WHAT IS ASKED: Set down the whole listing verbatim.

STORED RECORDS:

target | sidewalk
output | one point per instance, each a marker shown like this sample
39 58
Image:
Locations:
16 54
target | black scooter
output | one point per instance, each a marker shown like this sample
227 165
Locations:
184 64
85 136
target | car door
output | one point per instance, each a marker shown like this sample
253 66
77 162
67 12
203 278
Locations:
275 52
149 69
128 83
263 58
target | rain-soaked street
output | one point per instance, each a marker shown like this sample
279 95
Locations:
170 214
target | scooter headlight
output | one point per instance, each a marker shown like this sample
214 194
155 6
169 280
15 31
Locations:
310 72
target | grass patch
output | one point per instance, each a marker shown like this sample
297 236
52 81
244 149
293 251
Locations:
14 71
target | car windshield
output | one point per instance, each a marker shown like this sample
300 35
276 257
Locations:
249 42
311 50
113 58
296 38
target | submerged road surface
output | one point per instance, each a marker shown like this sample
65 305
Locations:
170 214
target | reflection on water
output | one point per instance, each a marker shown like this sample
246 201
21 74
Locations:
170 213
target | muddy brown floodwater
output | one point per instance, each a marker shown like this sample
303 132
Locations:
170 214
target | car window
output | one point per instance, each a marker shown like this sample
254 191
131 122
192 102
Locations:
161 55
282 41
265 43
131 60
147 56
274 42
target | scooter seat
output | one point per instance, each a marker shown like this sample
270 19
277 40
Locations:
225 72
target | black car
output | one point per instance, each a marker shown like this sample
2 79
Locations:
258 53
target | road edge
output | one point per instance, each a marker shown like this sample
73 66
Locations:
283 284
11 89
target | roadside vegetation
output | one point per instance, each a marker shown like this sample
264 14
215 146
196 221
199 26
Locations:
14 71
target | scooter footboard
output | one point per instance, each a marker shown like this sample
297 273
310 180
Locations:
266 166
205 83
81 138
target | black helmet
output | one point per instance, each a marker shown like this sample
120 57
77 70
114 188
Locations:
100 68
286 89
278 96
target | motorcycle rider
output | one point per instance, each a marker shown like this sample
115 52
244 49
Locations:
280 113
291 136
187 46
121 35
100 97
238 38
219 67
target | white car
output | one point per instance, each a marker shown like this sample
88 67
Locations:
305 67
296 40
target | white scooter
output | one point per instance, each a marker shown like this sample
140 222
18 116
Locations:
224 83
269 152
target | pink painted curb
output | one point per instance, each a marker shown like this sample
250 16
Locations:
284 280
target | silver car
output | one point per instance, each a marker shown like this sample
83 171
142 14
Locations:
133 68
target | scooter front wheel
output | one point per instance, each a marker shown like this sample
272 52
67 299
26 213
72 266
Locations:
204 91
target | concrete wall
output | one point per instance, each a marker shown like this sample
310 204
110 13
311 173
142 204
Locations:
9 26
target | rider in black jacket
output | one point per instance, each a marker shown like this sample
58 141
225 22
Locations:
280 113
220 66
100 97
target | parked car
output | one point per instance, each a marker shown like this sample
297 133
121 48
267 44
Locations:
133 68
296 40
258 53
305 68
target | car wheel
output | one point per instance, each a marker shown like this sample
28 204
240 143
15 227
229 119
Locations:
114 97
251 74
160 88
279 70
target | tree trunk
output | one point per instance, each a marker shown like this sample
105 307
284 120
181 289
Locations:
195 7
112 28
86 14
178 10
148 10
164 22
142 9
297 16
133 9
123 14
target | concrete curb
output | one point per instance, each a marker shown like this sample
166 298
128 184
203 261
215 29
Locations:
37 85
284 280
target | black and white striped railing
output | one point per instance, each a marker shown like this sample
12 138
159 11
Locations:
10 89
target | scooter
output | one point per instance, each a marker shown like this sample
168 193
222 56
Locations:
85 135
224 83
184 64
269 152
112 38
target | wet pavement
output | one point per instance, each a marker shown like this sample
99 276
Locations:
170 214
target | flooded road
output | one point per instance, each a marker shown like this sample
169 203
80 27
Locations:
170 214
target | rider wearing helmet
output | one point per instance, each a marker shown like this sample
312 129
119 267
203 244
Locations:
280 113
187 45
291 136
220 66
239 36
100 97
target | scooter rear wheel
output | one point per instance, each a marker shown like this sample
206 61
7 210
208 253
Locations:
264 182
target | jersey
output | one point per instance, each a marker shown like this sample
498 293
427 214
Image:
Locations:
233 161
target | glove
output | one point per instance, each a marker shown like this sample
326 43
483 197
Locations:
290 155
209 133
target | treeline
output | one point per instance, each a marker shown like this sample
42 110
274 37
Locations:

RESPONSE FOR THIS EXERCISE:
target | sidewalk
output | one point per instance, each a marker shown like this sample
39 58
Image:
Locations:
16 54
target | black scooter
output | one point per instance, each a marker shown like this sample
227 165
Locations:
184 64
85 136
target | car door
output | one point per instance, each a marker shown like this sample
253 66
77 162
67 12
203 278
Locations:
275 52
149 69
128 83
263 58
target | rain-soaked street
output | one point per instance, each a marker shown like this sample
279 95
Locations:
170 214
target | scooter headlight
output | one point per instance, each a marker shown like this sample
214 194
155 6
169 280
15 31
Locations:
310 72
target | grass patch
output | one point per instance, each a marker shown like this sample
297 236
52 81
244 149
293 251
Locations:
14 71
target | car windshield
output | one point per instance, each a marker shown like this sample
300 35
276 257
Locations:
249 42
311 50
113 58
296 38
target | submerged road surface
output | one point per instance, each a marker shown like this sample
65 305
Locations:
170 214
target | reflection on water
output | one point per instance, each a marker shown like this sample
246 201
21 74
Locations:
170 213
target | muddy brown floodwater
output | one point per instance, each a marker shown like this sample
303 132
Locations:
170 214
target | car window
output | one point per instance, each a marker shown like this sample
254 191
131 122
192 102
Locations:
161 55
282 41
265 43
131 60
147 56
274 42
target | scooter seat
output | one point per instance, each a marker shown like this sample
270 19
277 40
Locations:
225 72
target | black car
output | one point per instance, each a marker shown like this sample
2 79
Locations:
258 53
target | road edge
output | one point per instance, each a marker shown like this sample
73 66
Locations:
283 284
11 89
target | roadside vegetation
output | one point per instance, each a marker shown like this sample
264 14
215 146
196 221
199 26
Locations:
14 71
target | scooter footboard
output | one point per instance, each a marker shown like this sample
297 273
310 180
Locations:
266 166
205 83
81 138
target | black helmet
output | one point per instance, each a marker shown like this sample
120 57
77 70
114 188
Locations:
100 68
286 89
278 96
target | motorcycle rider
output | one point per instance, each a marker shown like this sample
115 52
244 49
Locations:
280 113
291 136
187 46
121 35
100 97
238 38
219 67
target | white car
output | one point per instance, each a marker shown like this sample
88 67
Locations:
305 67
296 40
target | white scooter
output | one point per instance, each a marker shown like this sample
140 222
18 116
Locations:
224 83
269 152
target | pink painted curb
output | one point per instance, each a marker shown like this sample
250 16
Locations:
284 280
target | silver car
output | one point per instance, each a marker shown like this sample
83 171
142 14
Locations:
133 68
target | scooter front wheel
output | one point per instance, each a marker shown like this sample
272 52
67 299
26 213
72 266
Locations:
204 91
target | concrete wall
output | one point per instance, each a marker shown like this sample
310 204
110 13
311 173
142 204
Locations:
9 26
target | rider in black jacket
output | one point per instance, each a marker shown like this sample
58 141
225 22
Locations:
280 113
220 66
100 97
target | parked car
output | one point per instance, each a marker shown like this sample
297 133
121 48
267 44
Locations:
133 68
296 40
258 53
305 68
target | car wheel
output | one point per instance, each a marker shown like this sample
28 204
240 143
15 227
229 119
Locations:
114 97
251 74
160 88
279 70
target | tree trunk
output | one point per instance, each a marker shown like this sample
105 307
284 120
181 289
Locations:
195 7
112 28
86 14
178 10
148 10
164 22
142 9
297 16
133 9
123 14
target | concrete curb
output | one point per instance, each a marker shown like this sample
166 298
128 184
203 261
215 29
Locations:
37 85
284 280
target | black and white striped railing
output | one point per instance, each a marker shown like this sample
12 138
159 11
Locations:
10 89
target | scooter
output | one point per instance, each a marker shown like this sample
168 193
222 56
Locations:
85 135
224 83
184 64
269 152
112 38
target | wet pavement
output | one point per instance, each a marker shown like this sample
99 276
Locations:
170 214
target | flooded road
output | one point per instance, each a marker shown like this sample
169 203
80 27
Locations:
170 214
target | rider wearing helmet
output | one point per instance, each a marker shown like this sample
312 129
119 267
203 244
Locations:
280 113
187 45
291 136
220 66
239 36
100 97
target | scooter rear wheel
output | one point per instance, each a marker shown like this sample
206 61
7 210
208 253
Locations:
264 182
target | jersey
output | one point per instance, each a marker shown like this sample
498 293
427 214
Image:
Locations:
233 161
target | glove
output | one point per instance, each a marker shown like this sample
326 43
483 197
Locations:
290 155
209 133
target | treeline
output | one point per instance, each a marker shown like this sample
42 110
274 37
Locations:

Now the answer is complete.